* _SOURCE EXCERPT_

-- -- --

Cast Iron
Olive Oil Poached Salmon with Braised Broccoli Rabe and Pea Shoot Coulis
- Serves 4
Author Notes
Salmon is a fish that never really enticed me; it was always boring and seemed to be lacking that extra something to make it more appealing. Lately, fish has been strewn through every magazine and cookbook because the possibilities are endless and it creates a fast, healthy meal. There are so many ways to prepare fish and its so versatile that I figured I might as well give salmon a shot again. The Italian cooking bible, Silverspoon, was my first guide to cooking fish. I remember making a fish fumet for halibut and loved how the broth brought both flavor and moisture to the fish. That memory came to me when I began to see recipes for poaching fish in olive oil. The reviews raved about the silky texture and the juicy meat, so I figured I give it a try. To start out, I figured that I would need a broth; something to finish the salmon off in and also a liquid to braise the broccoli in. After looking through various cookbooks, I came across a mushroom jus in Modernist Cuisine. Why not! Poaching the salmon in the olive oil created the silkiest mouth feel while the it stayed perfectly moist and tender. Finishing it in the mushroom jus helped to add a nice browned surface with a lot of added flavor. To brighten the dish up, I created a pea shout coulis that rounded out the flavor of the mushroom. Together, the dish shed new light on an old classic for me. —Dominick
Ingredients
- For the mushroom jus/ pea shoot coulis
-
2 cups
Crimini mushrooms, slices thinly
-
4 tablespoons
Unsalted butter
-
3/4 cup
Shallots, minced
-
2 cups
Water
-
1/2 cup
White wine (Sauvignon Blanc)
-
4 tablespoons
Sherry wine
-
8 ounces
Pea shoots
-
1/2 cup
Chicken stock
- For the salmon
-
4
Fresh salmon filets, skin on
-
6-8 cups
Olive oil
-
10 ounces
Broccoli rabe
-
Mushroom jus
-
2 tablespoons
Unsalted butter
-
Pea shoot coulis
Directions
- For the mushroom jus/ pea shoot coulis
- Melt the butter in a large saucepan with a lid. Add the shallots and cook on high until slightly browned, about 2 minutes.
- Add the mushrooms and continue to cook at high heat until the mushrooms become browned, about 10 minutes.
- Once the mushrooms are cooked down, add the water and both wines. Stir and cover. Allow the mixture to cook, covered, at a simmer for 35 to 40 minutes.
- While the jus is cooking, prepare an ice bath. Set a bowl in the ice bath and put a strainer over the bowl.
- After the mushrooms have finished cooking, strain the liquid into the bowl in the ice bath and allow to cool to room temperature, stirring frequently. Add salt to taste. Discard the solids. After the jus has come to room temperature, place covered in a fridge.
- For the pea shoot coulis
- Bring a large pot of water to boil. Set a cold water bath aside with a strainer submerged in the water.
- Once boiling, add a generous pinch or so of salt. Set a few pea shoots aside for garnishing. Add 1/3 of the remaining pea shoots to the boiling water and cook for 2 to 3 minutes, or until the shoots are tender.
- With slotted spoon, remove the shoots from the boiling water and place into the water bath. Add the remaining pea shoots in two separate additions.

-- -- --

* _AVAILABLE DATA_
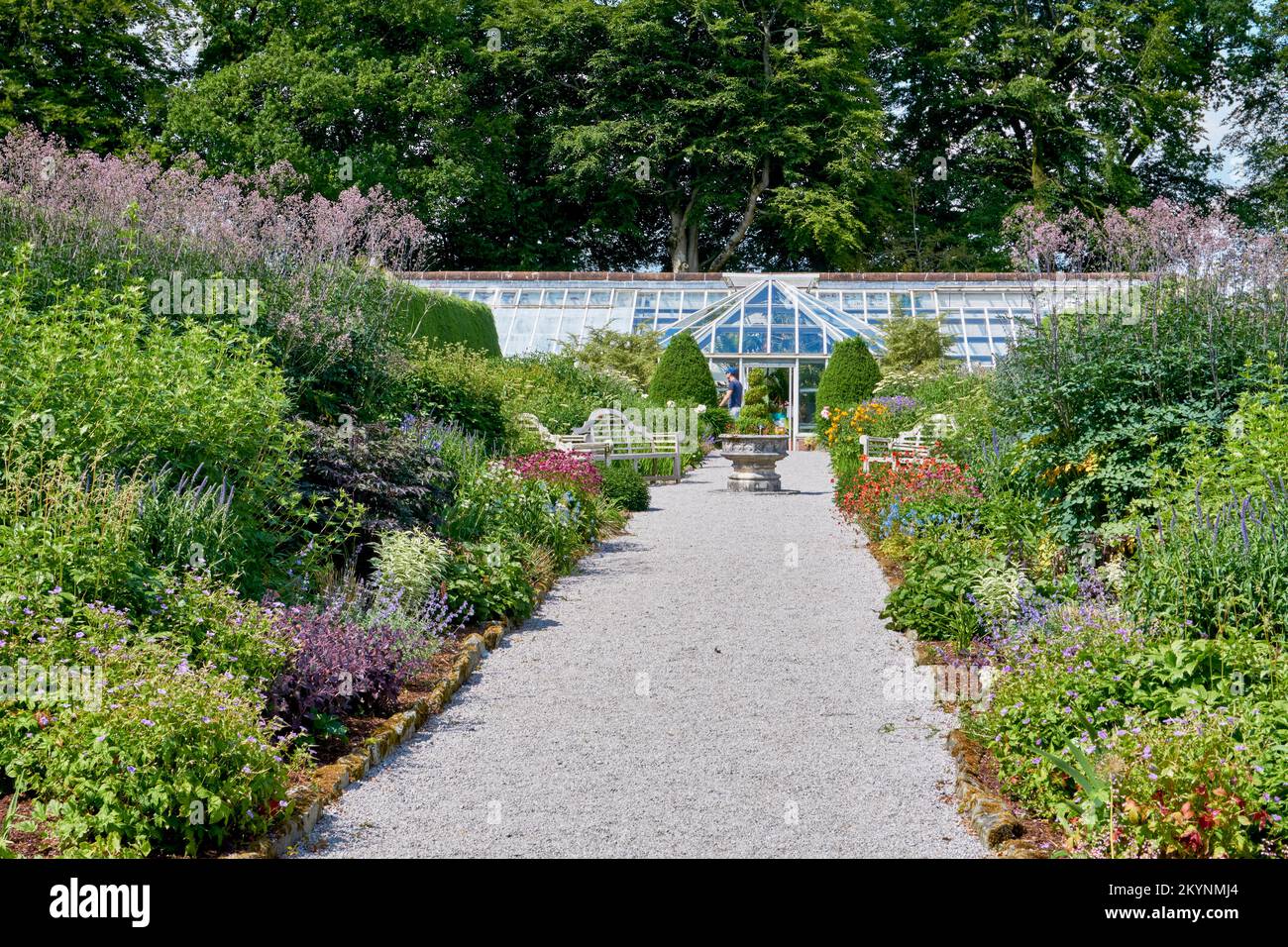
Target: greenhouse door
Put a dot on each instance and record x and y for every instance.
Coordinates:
(781, 380)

-- -- --

* _STATED TASK 1_
In the salmon recipe, which cookbook did the mushroom jus come from?
* _STATED TASK 2_
From the salmon recipe, copy word for word the passage between "- Once the mushrooms" and "to 40 minutes.", inclusive.

* _EXPECTED OUTPUT 1_
Modernist Cuisine.

* _EXPECTED OUTPUT 2_
- Once the mushrooms are cooked down, add the water and both wines. Stir and cover. Allow the mixture to cook, covered, at a simmer for 35 to 40 minutes.